─── Fragmento de lectura

¿Qué es lo primero que se nos viene a la mente cuando pensamos en la Patagonia? Seguramente muchas cosas. Todo depende desde que lugar nos “imaginemos” a la Patagonia. A lo largo de la historia, la región patagónica ha despertado un gran interés en exploradores, científicos, escritores y aventureros de todas partes del planeta. Es una región única en el mundo. No solamente por sus impresionantes paisajes, su fauna y flora autóctona, sino también por sus historias, mitos y leyendas. La Patagonia representa muchas cosas en nuestro imaginario colectivo: viento, belleza, amplitud, solead, desierto, naturaleza. Y la lista podría continuar. Sin embargo, la gran diversidad cultural sea tal vez el aspecto más importante que haga que la Patagonia sea una región única en el mundo.
Al igual que América Latina, la Patagonia ingresa al relato occidental como una desmesura observada por ojos imperiales y dicha por la lengua colonial. Nos podemos remontar a las crónicas de Antonio Pigafetta, el cronista de la expedición de Fernando de Magallanes, cuando en 1520 “descubrió” el estrecho que hoy lleva su nombre. Antonio Pigafetta, en su diario del 19 de mayo de 1520, inicia esta saga patagónica, ya que en las anotaciones correspondientes a ese día da cuenta su llegada a lo que hoy es Puerto San Julián, que él mismo fija en el 49º 30′ de latitud meridional. Allí conocerá al habitante del lugar a quien describe como un «hombre de figura gigantesca», dando inicio a la leyenda del gigante patagón. Dice Pigafetta: «Este hombre era tan grande que nuestra cabeza llegaba apenas a su cintura» y dice, también, que es Magallanes quien le da a este pueblo el nombre de patagón.
La Patagonia se construye discursivamente como una distancia intersubjetiva, relativa, polisémica e histórica. Podemos pensarla como un territorio, pero también como una comarca cultural, un domicilio existencial, una geografía imaginaria, una región geocultural, y un lugar de enunciación. A veces, estos significados se multiplican, se superponen y confunden, pero siempre se anclan en condiciones materiales específicas que se validan o cuestionan por una imaginación social productiva de la que participa, con particulares modalidades, la literatura.
Los gentilicios designan una cartografía simbólica determinada por el Estado, una topografía de la nación que introduce y actualiza, en diferentes contextos, una tensión histórica: la que se da entre la ciudadanía nacional y la regional. Así como la Patagonia ingresa tardíamente a la cartografía política del país como parte de su territorio nacional, sus habitantes también acceden tardíamente a sus derechos de ciudadanía y carecen de derechos políticos plenos hasta la segunda mitad del siglo xx, cuando se produce la provincialización de los territorios, comienzan a sancionarse las respectivas constituciones y, en 1958, se realizan las primeras elecciones directas para gobernador. Habitantes de la nación, convertidos tardíamente en ciudadanos, los patagónicos constituyen su identidad, como devenir, en el marco de un diseño de los espacios territoriales e imaginarios hegemonizado por autoridades políticas y discursivas históricamente centralistas, que esbozan las cartografías simbólicas, sus formas y fronteras imaginarias, desde una geometrización de los espacios ligada al poder del Estado y a sus políticas de estiramiento territorial y de captura de flujos de todo tipo.

──────

▸ **Ejercicio breve**:
Responda estas preguntas a partir del texto sobre la Patagonia:
1. ¿Qué aspecto podría ser el más importante para que la Patagonia sea una región única en el mundo?
2. Según Pigafetta, ¿quién le dio a este pueblo el nombre de patagón?
3. ¿En qué año se realizaron las primeras elecciones directas para gobernador?
Los ítems no hacen falta para resolver este ejercicio.

─── Extractos de ítems

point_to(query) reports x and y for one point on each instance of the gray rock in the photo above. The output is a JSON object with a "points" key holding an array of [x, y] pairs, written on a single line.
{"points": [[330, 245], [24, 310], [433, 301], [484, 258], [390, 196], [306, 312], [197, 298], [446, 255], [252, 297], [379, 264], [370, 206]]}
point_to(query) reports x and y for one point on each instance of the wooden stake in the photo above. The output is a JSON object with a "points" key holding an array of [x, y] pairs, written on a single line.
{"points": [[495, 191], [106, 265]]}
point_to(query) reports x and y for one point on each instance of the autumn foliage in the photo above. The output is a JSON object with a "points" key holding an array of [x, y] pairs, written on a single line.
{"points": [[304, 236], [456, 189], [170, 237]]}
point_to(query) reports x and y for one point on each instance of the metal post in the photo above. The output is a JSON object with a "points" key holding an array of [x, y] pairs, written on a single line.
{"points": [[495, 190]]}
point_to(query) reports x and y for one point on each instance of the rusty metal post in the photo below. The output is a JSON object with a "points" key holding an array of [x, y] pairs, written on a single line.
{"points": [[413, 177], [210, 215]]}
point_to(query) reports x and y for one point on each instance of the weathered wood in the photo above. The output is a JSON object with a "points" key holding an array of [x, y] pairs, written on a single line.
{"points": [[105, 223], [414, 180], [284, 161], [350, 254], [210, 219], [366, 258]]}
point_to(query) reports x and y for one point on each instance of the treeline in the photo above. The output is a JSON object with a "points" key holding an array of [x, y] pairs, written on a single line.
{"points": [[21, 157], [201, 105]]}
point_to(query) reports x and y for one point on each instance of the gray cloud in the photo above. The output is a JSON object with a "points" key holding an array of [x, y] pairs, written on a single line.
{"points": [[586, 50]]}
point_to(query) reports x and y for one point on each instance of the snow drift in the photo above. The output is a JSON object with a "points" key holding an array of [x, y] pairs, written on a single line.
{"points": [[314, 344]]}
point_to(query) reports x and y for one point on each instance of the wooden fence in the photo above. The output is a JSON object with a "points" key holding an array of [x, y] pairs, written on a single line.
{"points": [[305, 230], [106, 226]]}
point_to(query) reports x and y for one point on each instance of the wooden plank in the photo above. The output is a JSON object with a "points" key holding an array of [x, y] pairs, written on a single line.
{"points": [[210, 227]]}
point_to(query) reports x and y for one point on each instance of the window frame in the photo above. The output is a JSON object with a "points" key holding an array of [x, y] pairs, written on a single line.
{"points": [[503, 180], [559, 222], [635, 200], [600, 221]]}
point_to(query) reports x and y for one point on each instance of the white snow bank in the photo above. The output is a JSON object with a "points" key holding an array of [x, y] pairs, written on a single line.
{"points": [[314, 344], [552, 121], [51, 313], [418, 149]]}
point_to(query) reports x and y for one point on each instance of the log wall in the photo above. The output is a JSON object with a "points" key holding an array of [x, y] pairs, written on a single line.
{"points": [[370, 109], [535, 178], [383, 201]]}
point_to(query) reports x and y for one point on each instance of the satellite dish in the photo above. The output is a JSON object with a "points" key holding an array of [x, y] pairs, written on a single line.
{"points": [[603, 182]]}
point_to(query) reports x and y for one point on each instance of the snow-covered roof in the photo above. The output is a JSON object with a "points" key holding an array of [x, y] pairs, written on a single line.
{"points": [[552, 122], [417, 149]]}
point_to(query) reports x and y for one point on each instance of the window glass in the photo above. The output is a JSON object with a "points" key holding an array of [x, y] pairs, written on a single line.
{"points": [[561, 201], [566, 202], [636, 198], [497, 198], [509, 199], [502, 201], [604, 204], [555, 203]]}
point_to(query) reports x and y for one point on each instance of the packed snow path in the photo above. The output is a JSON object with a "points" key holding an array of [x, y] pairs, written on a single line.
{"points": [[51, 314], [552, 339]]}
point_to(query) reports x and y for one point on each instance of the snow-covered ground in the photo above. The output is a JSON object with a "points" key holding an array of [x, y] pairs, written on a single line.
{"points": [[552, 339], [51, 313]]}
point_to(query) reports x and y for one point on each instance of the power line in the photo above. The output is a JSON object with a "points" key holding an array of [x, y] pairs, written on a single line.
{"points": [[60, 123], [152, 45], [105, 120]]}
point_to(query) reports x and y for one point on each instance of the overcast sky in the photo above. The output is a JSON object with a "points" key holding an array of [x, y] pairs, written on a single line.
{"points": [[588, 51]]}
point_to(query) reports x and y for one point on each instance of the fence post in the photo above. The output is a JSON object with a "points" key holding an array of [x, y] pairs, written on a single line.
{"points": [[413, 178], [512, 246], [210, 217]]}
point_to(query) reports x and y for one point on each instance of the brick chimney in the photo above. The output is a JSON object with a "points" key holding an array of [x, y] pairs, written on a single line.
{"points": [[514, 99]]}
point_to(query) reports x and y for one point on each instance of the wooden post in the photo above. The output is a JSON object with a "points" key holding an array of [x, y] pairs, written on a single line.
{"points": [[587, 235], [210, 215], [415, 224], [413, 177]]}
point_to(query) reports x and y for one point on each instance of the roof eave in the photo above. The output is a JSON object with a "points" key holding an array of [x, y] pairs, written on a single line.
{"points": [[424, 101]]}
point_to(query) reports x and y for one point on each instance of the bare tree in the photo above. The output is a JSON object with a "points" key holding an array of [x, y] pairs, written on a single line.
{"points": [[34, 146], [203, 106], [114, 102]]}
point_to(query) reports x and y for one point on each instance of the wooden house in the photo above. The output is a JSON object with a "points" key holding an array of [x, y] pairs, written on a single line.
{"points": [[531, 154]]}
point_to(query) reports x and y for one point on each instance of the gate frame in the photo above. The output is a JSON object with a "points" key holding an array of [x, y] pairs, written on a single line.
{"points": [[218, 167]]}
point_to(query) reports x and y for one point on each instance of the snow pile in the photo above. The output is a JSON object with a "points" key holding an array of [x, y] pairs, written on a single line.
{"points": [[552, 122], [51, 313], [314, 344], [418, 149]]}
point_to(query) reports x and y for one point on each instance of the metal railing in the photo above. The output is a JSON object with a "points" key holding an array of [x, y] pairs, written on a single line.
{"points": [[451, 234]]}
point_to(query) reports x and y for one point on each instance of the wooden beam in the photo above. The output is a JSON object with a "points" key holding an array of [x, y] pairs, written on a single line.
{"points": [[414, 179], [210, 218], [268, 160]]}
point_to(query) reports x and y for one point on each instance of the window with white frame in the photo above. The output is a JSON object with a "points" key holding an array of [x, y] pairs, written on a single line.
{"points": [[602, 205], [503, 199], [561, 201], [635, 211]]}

──────

▸ **Solución escrita**:
1. La gran diversidad cultural.
2. Magallanes.
3. En 1958.